EXERCISE GOAL:
Write out only the tail of the records, beginning at the line containing "Note: the class marks the front bumper" and including the last line, exactly as written.

[Point-per-instance localization data]
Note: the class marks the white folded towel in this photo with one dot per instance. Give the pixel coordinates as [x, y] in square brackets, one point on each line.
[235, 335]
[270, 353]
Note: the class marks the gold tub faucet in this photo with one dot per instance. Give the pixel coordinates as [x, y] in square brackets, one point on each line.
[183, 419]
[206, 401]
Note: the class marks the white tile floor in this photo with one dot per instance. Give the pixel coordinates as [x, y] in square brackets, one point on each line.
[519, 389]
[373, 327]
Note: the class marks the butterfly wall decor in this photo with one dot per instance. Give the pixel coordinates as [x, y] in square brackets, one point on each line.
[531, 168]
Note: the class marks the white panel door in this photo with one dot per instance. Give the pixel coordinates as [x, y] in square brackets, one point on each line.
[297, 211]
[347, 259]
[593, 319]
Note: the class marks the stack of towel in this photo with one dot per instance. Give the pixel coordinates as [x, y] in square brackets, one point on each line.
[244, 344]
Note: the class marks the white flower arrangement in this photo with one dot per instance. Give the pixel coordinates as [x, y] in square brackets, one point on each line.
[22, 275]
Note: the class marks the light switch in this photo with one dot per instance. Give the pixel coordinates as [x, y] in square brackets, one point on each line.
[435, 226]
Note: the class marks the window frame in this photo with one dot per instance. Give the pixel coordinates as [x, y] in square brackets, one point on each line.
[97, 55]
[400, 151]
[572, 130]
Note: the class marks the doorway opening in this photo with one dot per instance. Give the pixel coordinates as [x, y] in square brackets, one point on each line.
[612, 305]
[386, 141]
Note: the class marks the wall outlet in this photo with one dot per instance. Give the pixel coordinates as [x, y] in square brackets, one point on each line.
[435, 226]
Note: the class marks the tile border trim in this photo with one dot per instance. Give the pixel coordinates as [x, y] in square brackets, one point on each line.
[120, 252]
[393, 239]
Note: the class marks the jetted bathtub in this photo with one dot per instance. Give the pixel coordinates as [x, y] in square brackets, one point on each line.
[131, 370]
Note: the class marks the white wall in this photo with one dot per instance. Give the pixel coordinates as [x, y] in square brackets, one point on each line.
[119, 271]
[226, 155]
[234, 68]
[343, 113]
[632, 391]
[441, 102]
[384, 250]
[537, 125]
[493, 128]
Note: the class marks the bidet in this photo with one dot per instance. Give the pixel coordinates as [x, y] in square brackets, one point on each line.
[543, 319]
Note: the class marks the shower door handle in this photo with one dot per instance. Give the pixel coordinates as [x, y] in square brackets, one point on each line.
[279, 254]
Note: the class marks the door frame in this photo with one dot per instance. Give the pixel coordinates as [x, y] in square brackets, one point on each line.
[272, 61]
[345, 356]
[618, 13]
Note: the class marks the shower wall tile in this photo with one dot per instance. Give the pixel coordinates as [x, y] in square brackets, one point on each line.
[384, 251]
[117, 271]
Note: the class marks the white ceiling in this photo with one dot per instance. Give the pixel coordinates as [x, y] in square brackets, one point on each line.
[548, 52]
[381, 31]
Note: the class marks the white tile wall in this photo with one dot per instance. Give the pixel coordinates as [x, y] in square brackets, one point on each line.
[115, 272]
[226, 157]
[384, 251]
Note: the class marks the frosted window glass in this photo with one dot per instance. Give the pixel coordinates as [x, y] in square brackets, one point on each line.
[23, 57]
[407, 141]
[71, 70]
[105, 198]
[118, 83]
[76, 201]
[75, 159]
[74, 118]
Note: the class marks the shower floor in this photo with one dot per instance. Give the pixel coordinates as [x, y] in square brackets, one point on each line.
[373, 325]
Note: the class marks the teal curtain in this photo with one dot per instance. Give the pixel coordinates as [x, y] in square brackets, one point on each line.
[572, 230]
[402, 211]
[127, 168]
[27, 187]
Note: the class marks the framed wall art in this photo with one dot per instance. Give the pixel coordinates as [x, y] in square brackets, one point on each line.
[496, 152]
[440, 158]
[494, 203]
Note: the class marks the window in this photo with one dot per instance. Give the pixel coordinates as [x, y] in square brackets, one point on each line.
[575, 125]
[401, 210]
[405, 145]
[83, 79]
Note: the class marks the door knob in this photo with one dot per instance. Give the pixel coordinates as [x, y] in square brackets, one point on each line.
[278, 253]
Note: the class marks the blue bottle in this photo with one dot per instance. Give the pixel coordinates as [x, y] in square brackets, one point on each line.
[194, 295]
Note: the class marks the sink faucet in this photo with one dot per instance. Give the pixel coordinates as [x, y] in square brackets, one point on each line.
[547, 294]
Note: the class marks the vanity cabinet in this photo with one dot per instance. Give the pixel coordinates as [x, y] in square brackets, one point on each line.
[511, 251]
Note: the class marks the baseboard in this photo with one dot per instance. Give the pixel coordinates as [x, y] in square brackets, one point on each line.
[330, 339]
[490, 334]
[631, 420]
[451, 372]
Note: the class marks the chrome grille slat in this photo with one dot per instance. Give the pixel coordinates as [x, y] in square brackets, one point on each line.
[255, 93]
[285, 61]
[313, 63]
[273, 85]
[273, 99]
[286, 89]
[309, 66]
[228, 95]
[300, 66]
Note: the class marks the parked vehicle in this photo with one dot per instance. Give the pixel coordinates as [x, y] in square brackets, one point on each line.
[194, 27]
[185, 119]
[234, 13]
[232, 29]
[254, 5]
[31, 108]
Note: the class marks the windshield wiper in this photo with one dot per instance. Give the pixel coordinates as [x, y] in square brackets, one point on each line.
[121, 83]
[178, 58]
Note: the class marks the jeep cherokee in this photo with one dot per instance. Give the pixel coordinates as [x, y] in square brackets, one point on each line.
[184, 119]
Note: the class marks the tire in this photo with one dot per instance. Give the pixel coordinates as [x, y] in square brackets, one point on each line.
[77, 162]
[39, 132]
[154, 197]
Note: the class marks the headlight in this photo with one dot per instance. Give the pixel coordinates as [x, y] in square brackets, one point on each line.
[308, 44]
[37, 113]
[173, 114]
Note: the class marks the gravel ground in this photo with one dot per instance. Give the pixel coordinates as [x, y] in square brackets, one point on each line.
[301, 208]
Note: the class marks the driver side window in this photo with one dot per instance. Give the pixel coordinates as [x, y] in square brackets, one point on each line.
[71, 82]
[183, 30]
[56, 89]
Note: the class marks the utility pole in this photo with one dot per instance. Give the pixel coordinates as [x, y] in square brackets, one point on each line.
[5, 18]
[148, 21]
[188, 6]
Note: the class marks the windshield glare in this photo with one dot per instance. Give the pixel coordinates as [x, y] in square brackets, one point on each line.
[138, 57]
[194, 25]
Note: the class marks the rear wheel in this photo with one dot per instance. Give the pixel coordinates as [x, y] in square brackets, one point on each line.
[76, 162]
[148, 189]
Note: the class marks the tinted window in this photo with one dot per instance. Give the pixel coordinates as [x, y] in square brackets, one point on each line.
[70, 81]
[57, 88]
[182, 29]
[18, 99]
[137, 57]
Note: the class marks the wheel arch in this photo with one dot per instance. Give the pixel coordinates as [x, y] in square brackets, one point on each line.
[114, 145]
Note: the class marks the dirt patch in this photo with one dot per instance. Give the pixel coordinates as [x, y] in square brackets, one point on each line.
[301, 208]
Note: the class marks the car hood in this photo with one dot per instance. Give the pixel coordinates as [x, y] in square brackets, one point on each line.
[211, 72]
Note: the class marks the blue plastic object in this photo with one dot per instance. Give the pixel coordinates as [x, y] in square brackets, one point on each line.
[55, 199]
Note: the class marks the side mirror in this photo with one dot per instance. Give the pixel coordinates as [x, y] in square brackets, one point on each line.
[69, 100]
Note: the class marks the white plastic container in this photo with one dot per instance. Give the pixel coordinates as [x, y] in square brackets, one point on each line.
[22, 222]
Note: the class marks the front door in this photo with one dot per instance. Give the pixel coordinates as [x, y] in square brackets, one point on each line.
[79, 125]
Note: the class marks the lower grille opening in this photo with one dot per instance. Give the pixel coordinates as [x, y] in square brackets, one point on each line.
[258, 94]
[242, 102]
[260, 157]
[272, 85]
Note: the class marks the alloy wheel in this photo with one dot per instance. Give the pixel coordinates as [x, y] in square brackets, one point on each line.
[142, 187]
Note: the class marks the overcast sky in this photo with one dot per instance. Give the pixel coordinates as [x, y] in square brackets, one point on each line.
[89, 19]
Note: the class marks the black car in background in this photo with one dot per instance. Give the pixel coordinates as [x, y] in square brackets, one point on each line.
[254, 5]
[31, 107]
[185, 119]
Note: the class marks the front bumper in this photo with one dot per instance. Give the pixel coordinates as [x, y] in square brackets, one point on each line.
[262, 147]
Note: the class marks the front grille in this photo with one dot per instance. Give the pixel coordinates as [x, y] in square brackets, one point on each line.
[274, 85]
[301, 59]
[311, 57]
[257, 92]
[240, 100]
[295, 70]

RESPONSE AREA:
Note: the class marks the front bumper in this photo with one dot per instance. Give the pixel coordinates as [x, y] in square brackets, one point on each line.
[262, 147]
Note: the class marks the front grille in this photo with one dot per instance. Give the pixel coordinates as [x, y] in square brackets, one point on each line.
[274, 85]
[301, 59]
[311, 57]
[257, 92]
[240, 100]
[295, 70]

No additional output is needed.